- [To be done]
Retype the data that follows line by line, exactly, and leave its pictures out.

- [Materials provided]
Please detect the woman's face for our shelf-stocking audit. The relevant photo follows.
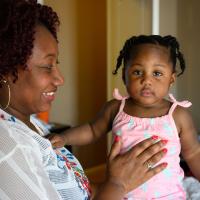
[8,25,64,118]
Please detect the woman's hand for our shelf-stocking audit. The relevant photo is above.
[47,133,66,148]
[94,136,167,200]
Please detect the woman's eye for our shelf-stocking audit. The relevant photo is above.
[153,72,163,76]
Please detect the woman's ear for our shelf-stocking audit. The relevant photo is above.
[122,67,126,85]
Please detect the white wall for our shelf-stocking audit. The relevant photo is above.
[177,0,200,131]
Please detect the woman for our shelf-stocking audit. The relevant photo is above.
[0,0,167,200]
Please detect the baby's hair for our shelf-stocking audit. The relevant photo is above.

- [Response to this task]
Please detect the woman's face for our shelf-stocking audit. The relevant photo follows.
[8,25,64,118]
Please detect the woman's hand for our shelf-stocking audit. The relevant photo is above.
[47,133,66,148]
[94,136,167,200]
Please detect the woman's eye for our shelf-stocking audit. The relevant photo is above.
[153,72,163,76]
Please detect the woman's ear for our shelf-stocking audit. The relevant photo is above.
[122,67,126,85]
Please detect the white wall for our shelf-stocking audit. The relevant photo is above.
[177,0,200,131]
Please detect the woman for our shelf-stocking audit. The relevant photo is above.
[0,0,167,200]
Please detect the baby's hair for our shelf-stocking audit. The relevant photo is above.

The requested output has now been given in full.